[Saved entries]
-----
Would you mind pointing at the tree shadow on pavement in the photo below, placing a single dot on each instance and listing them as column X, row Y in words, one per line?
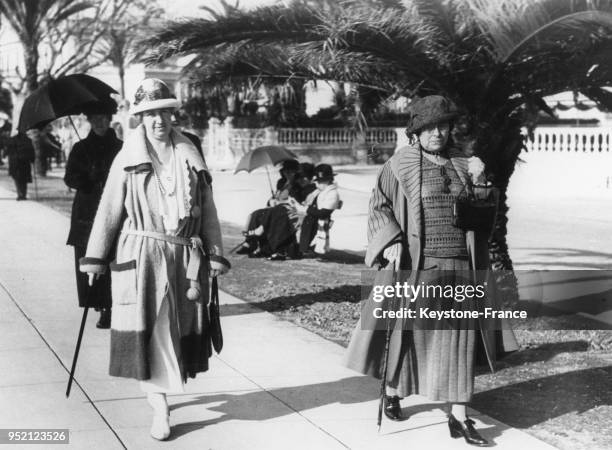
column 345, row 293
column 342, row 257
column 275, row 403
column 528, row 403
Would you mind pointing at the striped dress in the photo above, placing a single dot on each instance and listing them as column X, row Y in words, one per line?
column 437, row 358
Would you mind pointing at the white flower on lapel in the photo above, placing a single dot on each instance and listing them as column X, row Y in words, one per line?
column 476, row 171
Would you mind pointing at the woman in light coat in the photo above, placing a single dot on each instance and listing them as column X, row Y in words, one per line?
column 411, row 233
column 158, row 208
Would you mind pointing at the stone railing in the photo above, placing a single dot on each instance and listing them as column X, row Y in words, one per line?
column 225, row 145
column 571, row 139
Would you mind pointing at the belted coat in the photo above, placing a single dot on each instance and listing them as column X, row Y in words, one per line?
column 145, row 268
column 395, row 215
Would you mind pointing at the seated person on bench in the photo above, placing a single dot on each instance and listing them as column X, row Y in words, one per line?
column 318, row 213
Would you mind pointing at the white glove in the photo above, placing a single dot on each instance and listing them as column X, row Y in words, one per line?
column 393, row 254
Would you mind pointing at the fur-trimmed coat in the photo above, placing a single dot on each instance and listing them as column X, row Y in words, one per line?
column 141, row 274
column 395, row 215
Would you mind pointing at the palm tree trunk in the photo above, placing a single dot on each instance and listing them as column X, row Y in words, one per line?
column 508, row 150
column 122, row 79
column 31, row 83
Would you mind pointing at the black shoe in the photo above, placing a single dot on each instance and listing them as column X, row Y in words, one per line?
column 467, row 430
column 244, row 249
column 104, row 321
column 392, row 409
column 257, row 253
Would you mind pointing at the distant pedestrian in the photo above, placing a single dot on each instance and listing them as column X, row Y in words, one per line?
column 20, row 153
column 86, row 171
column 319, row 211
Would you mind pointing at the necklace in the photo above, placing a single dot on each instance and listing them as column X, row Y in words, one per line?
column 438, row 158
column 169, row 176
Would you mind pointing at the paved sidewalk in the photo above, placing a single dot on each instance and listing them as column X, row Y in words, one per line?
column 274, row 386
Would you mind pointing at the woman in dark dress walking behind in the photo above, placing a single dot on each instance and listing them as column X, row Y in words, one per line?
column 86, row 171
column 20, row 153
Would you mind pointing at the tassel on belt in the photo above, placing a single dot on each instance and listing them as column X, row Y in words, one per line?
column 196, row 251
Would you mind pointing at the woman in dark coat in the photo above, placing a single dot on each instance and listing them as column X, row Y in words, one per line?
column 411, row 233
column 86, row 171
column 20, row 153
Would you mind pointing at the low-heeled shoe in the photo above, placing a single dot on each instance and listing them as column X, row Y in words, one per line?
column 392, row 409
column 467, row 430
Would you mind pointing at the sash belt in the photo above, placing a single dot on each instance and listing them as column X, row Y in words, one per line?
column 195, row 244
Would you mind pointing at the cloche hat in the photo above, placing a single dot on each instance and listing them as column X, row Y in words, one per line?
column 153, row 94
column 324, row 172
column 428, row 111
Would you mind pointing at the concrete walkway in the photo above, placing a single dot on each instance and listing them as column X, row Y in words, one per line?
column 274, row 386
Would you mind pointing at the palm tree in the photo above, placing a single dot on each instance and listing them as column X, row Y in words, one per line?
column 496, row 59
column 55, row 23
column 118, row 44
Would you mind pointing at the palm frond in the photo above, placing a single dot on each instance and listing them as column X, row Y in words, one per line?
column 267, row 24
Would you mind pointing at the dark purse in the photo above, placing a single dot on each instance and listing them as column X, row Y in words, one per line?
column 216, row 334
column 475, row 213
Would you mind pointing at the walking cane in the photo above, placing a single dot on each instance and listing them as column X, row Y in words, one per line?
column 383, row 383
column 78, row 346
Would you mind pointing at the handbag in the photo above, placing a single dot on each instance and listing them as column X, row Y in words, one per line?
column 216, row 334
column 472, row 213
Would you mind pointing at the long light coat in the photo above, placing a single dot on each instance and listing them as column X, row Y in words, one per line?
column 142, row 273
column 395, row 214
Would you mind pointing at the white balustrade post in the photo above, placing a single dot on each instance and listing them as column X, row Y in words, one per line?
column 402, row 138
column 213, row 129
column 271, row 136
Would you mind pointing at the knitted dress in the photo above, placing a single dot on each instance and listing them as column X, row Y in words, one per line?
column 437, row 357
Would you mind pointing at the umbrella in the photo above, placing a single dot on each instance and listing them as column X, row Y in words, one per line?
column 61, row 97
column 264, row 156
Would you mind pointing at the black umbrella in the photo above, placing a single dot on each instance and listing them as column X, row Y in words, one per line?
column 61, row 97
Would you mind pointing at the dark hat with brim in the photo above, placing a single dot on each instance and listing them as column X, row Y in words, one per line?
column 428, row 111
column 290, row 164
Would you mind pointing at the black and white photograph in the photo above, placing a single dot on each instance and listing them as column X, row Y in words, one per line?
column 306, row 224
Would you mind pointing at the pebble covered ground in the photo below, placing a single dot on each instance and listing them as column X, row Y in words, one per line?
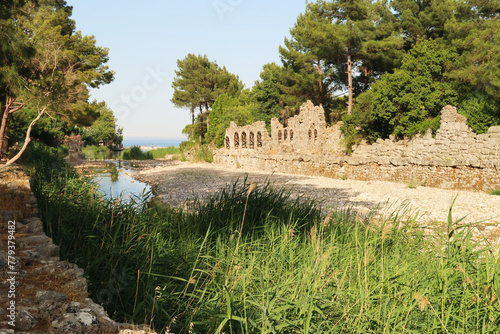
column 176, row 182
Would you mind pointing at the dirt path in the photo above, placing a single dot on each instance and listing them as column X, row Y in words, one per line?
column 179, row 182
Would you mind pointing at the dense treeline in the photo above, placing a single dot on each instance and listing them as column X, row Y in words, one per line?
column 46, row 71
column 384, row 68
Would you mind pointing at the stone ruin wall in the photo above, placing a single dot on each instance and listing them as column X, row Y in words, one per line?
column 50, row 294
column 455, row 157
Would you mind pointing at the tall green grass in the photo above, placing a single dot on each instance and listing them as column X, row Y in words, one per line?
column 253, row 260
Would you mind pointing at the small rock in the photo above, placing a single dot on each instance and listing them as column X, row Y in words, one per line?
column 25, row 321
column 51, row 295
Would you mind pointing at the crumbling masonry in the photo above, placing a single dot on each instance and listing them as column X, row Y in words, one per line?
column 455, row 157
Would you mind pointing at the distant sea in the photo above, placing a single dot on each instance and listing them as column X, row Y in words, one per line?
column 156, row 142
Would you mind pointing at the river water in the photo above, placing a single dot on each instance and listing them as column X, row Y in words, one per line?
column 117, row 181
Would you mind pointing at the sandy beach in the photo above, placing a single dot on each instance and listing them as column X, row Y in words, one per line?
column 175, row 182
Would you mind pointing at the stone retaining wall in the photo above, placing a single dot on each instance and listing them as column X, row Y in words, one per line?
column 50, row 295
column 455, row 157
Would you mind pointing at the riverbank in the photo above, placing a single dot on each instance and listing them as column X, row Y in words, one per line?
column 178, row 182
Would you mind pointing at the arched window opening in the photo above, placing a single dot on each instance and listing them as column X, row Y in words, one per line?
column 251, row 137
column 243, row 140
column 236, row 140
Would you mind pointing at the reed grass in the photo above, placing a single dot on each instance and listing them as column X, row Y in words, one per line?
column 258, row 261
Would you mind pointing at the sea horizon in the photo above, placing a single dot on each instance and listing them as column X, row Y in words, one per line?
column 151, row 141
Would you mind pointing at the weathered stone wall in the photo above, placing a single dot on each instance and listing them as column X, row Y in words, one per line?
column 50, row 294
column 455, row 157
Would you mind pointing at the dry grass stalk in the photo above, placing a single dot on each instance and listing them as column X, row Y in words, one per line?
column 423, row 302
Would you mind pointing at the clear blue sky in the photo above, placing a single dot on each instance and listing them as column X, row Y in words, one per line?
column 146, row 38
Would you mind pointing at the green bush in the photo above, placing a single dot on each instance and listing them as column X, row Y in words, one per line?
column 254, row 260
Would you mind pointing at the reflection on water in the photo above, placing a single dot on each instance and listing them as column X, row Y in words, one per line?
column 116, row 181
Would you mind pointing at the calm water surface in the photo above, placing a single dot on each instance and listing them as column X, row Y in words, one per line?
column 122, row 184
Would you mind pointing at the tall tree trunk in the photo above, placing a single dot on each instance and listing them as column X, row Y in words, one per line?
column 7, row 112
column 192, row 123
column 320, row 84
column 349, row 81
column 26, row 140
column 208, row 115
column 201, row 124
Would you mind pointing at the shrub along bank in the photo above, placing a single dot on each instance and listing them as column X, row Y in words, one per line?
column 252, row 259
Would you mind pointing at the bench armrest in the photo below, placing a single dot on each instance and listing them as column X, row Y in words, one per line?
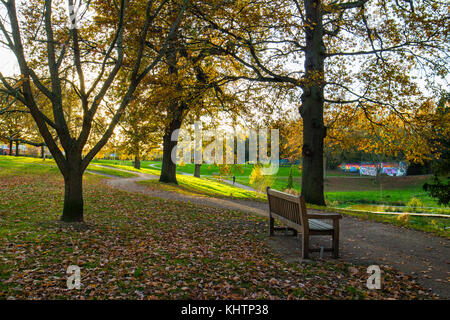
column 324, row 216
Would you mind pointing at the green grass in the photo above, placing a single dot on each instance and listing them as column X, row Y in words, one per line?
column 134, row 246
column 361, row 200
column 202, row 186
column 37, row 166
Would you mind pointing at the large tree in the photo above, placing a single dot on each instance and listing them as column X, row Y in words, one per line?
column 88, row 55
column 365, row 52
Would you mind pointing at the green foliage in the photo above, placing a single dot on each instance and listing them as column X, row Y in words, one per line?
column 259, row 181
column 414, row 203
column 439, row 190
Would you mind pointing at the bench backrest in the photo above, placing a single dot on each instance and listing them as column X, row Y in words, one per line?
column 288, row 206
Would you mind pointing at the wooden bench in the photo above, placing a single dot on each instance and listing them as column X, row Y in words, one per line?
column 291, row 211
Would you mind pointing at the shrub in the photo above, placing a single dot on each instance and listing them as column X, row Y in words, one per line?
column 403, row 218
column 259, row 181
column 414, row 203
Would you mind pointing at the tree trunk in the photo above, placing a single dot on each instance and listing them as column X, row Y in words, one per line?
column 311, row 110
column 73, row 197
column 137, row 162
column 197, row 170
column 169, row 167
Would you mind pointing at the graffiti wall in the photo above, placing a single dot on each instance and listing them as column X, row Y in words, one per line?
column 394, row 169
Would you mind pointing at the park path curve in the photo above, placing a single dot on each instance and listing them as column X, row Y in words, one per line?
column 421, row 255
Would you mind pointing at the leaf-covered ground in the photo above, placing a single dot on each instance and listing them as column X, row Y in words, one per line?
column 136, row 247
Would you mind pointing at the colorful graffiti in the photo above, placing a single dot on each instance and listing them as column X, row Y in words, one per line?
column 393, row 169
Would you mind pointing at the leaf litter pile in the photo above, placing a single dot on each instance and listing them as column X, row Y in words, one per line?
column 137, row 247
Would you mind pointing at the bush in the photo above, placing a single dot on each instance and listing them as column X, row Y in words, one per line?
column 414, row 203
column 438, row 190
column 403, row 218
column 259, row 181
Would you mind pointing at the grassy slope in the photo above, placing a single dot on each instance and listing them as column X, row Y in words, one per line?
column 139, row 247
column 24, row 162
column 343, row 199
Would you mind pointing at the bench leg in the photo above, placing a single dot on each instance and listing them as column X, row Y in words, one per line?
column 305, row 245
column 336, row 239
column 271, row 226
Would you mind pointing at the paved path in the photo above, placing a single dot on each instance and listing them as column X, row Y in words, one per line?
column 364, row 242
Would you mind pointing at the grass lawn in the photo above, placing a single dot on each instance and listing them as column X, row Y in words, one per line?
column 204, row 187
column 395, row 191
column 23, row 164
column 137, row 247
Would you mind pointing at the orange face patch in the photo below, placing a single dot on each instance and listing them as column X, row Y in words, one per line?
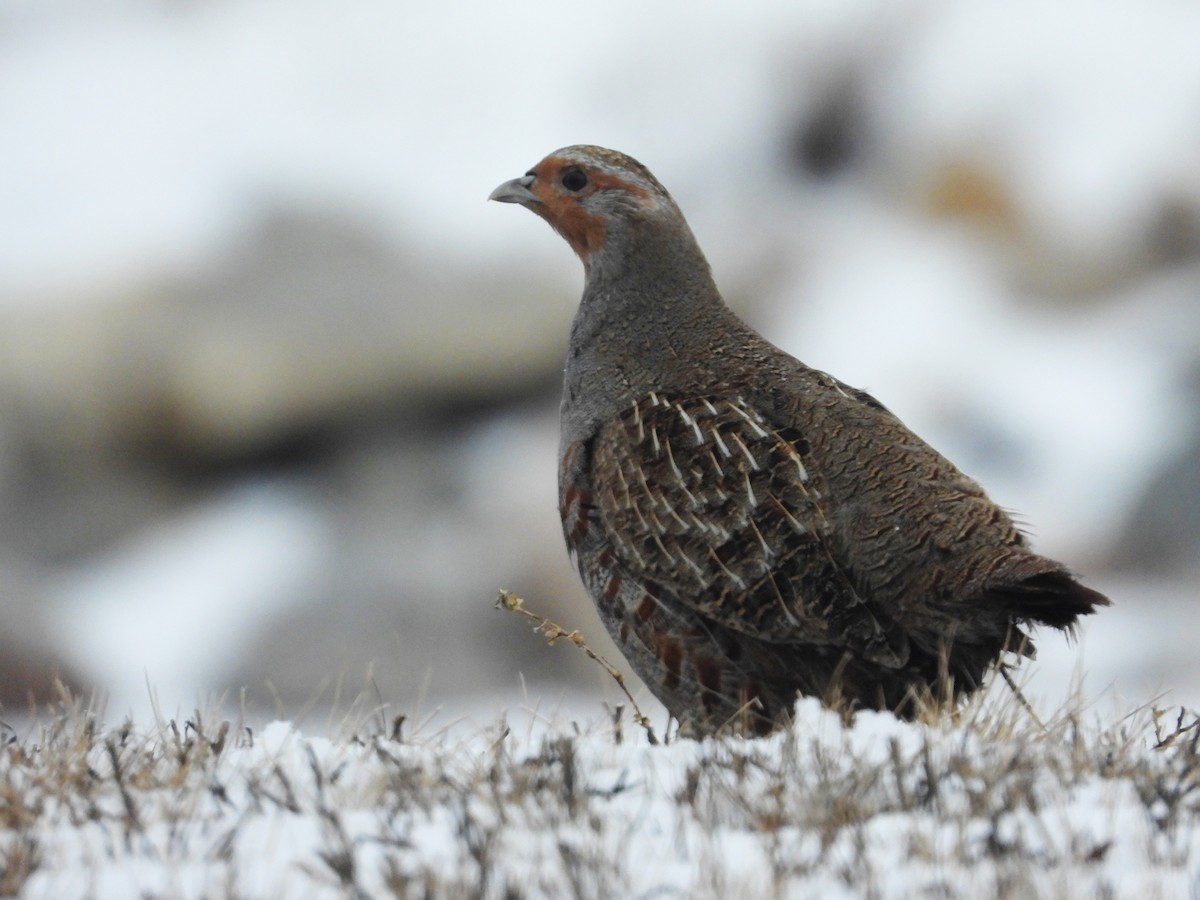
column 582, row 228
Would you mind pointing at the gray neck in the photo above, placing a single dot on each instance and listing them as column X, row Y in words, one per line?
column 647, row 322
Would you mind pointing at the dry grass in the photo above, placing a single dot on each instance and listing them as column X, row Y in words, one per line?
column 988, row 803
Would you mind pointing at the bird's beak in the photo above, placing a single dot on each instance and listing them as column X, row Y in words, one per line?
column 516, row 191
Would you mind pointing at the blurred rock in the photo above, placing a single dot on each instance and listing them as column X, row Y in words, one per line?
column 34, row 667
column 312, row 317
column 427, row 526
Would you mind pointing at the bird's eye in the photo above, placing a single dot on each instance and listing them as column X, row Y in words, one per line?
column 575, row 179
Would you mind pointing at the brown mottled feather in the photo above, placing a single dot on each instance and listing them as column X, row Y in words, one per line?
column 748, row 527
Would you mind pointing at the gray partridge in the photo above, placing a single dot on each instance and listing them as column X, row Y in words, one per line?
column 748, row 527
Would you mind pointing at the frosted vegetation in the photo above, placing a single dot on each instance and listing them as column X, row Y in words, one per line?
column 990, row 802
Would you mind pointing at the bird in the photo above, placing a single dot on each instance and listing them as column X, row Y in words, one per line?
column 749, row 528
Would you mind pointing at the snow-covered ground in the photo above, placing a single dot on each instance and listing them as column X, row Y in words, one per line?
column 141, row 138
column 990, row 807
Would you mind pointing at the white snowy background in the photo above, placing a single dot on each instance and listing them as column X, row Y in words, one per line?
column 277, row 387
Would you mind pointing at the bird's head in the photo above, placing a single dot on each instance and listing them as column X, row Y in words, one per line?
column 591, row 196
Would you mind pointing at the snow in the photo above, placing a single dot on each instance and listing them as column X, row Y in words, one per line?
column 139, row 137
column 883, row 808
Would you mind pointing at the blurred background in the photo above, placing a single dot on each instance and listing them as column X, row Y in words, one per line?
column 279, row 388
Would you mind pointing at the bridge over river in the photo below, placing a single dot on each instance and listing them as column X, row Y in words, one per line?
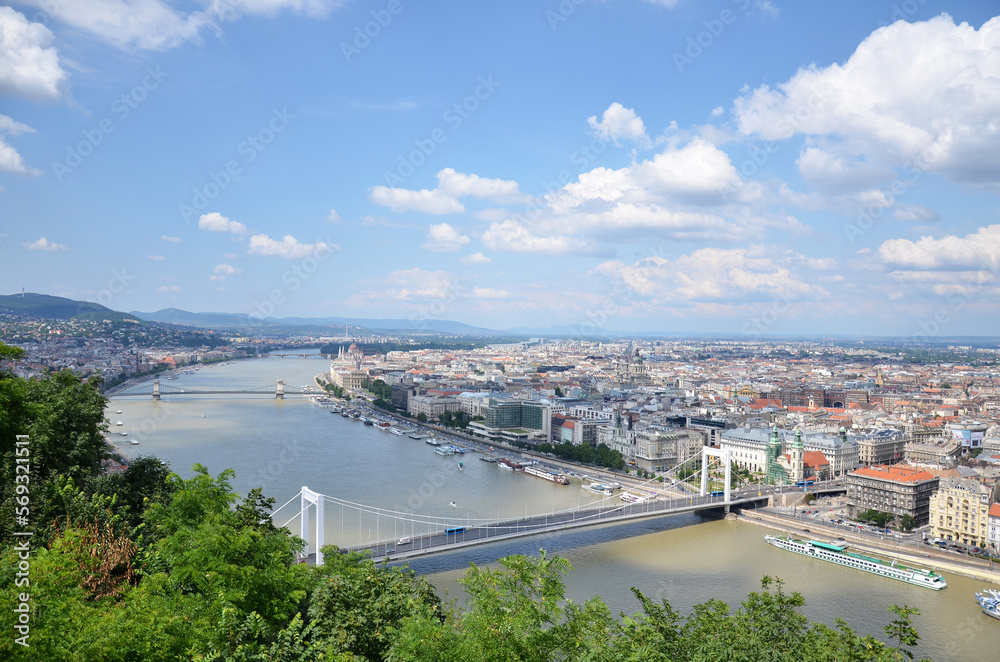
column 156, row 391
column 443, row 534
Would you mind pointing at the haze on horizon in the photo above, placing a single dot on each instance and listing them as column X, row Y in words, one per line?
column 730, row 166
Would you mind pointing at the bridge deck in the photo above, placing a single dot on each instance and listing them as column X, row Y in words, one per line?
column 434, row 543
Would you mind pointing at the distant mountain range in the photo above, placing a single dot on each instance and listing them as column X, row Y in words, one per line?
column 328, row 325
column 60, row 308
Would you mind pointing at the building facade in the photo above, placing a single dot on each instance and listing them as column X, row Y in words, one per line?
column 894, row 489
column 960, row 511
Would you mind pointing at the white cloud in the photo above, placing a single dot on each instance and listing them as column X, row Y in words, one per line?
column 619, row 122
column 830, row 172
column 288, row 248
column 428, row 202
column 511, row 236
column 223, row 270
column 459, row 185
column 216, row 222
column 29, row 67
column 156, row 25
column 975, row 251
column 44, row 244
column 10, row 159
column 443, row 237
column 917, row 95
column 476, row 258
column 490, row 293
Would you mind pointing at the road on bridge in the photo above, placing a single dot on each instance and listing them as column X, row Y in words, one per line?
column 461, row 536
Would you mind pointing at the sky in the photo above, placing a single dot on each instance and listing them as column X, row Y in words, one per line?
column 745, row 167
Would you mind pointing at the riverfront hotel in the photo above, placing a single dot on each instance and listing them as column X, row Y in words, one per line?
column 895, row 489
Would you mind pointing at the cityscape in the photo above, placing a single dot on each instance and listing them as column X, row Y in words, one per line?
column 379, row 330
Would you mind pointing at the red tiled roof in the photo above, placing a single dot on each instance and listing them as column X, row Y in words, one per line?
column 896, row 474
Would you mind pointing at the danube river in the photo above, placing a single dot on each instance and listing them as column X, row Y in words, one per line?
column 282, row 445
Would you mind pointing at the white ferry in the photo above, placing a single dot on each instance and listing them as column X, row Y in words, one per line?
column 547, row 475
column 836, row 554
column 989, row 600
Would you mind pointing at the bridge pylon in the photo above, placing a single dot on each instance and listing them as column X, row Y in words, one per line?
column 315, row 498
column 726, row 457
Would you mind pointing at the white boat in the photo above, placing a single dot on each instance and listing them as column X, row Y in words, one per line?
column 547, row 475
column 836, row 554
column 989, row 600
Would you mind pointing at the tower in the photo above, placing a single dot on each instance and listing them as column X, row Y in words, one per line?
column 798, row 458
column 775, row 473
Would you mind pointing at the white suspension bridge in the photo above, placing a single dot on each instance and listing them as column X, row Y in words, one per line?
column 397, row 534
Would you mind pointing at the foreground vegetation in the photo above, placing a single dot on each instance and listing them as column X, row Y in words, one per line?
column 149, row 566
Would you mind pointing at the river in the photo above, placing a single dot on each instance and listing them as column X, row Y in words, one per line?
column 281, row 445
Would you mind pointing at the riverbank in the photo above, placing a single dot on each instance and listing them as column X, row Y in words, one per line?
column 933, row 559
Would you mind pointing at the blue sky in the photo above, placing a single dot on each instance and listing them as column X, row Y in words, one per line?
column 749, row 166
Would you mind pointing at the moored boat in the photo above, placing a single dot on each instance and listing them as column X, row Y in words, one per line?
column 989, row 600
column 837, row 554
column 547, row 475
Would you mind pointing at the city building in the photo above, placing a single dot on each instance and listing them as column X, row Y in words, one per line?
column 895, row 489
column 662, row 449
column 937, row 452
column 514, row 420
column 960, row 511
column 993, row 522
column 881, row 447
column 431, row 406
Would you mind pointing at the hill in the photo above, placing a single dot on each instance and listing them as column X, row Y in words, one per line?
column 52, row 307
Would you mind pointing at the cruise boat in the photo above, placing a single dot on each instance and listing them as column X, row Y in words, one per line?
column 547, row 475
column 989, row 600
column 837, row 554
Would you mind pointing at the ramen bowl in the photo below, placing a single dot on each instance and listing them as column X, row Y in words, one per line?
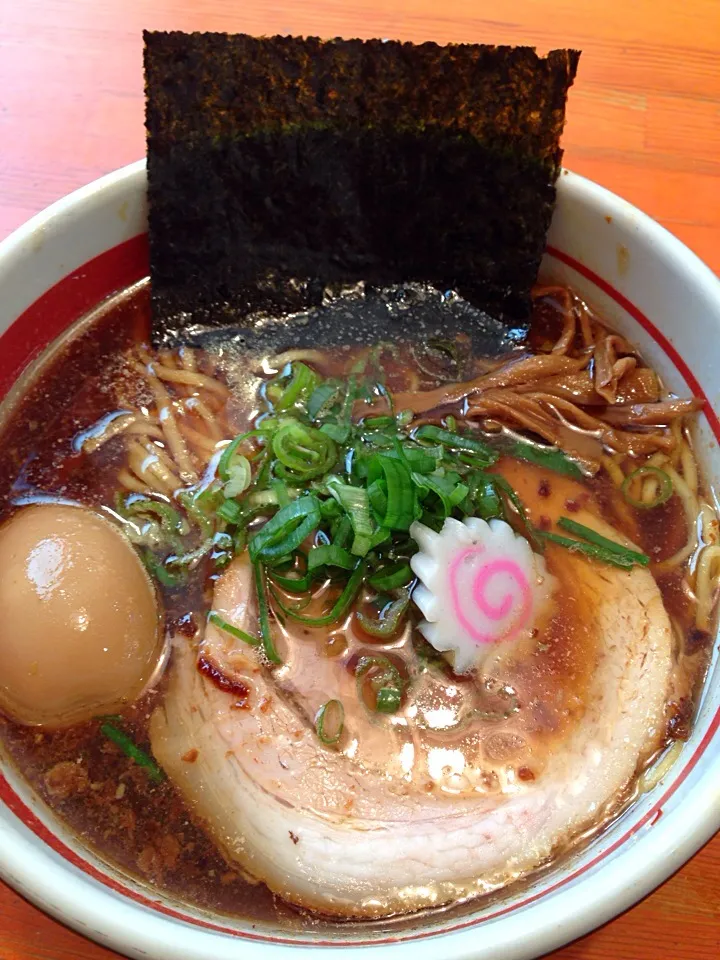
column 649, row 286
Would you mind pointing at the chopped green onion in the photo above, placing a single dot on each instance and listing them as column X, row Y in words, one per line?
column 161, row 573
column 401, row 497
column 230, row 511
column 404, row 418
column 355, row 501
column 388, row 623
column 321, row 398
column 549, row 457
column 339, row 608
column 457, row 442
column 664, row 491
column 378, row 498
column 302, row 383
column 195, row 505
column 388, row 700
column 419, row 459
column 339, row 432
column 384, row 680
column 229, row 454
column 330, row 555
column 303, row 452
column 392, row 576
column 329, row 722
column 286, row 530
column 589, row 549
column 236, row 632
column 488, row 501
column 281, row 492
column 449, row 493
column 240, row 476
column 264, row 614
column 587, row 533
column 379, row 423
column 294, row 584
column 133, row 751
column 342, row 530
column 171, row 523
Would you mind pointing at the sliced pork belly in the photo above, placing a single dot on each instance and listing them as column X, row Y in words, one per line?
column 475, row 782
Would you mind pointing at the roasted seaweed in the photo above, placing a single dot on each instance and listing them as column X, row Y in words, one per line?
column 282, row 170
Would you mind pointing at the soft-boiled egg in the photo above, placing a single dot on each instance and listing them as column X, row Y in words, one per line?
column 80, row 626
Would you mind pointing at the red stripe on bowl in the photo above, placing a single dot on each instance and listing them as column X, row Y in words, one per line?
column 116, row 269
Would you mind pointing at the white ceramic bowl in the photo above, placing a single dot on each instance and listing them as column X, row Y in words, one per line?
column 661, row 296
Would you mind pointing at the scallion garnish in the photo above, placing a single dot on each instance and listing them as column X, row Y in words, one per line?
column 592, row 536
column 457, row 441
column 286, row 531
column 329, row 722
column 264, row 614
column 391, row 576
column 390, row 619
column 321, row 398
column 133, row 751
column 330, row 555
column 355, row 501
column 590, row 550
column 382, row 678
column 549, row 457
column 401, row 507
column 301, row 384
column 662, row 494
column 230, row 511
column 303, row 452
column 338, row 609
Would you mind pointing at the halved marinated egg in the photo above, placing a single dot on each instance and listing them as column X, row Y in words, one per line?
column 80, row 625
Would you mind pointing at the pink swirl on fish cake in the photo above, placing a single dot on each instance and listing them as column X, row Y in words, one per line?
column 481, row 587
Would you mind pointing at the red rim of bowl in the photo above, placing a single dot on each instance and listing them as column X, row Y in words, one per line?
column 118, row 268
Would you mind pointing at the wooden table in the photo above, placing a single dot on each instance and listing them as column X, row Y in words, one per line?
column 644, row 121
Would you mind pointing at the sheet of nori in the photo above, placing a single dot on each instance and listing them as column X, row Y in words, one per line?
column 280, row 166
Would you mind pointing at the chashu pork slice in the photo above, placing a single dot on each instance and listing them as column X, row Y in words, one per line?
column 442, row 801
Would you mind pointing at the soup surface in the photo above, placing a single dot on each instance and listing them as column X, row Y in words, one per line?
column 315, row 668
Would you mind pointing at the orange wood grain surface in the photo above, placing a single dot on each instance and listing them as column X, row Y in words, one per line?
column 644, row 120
-----
▸ **PROMPT**: Will you return, word for word, the part of the lines above that opens with the line containing "Would you mind pointing at the crumbling" and closes with the line containing "column 151, row 141", both of those included?

▸ **EXERCISE ANSWER**:
Would you mind pointing at the crumbling masonry in the photo above, placing a single dot on each instance and listing them as column X, row Y in words, one per line?
column 455, row 157
Would you mind pointing at the distant sea in the photo above, placing a single dot on each instance and listing them as column X, row Y in words, one per line?
column 156, row 142
Would you mind pointing at the river water in the photo above, placing a single dot on each instance and listing them as column X, row Y in words, one per line?
column 117, row 181
Would you mind pointing at the sandy beach in the photo above, placing a single dot on each instance and listing them as column X, row Y in words, one per line?
column 175, row 182
Would you mind pointing at the stone retaining wall in the photo above, placing a single dot on each instance and listing them as column X, row Y in words, one per line?
column 50, row 295
column 455, row 157
Would you mind pointing at the riverbank in the photo above, placing a single dot on each instance and listing them as column X, row Y in words, one per line?
column 178, row 182
Would you mind pointing at the arched window opening in the photo above, placing a single dot on each instance and listing them as column X, row Y in words, one per line?
column 251, row 137
column 243, row 140
column 236, row 140
Would you mind pointing at the reed grass in the photo above, placing a single dot on each instance and listing them as column X, row Y in words, one per line?
column 258, row 261
Would you mind pointing at the sea horizon in the photo above, placing a single dot on each instance and listing them as column X, row Y in words, one per line?
column 151, row 141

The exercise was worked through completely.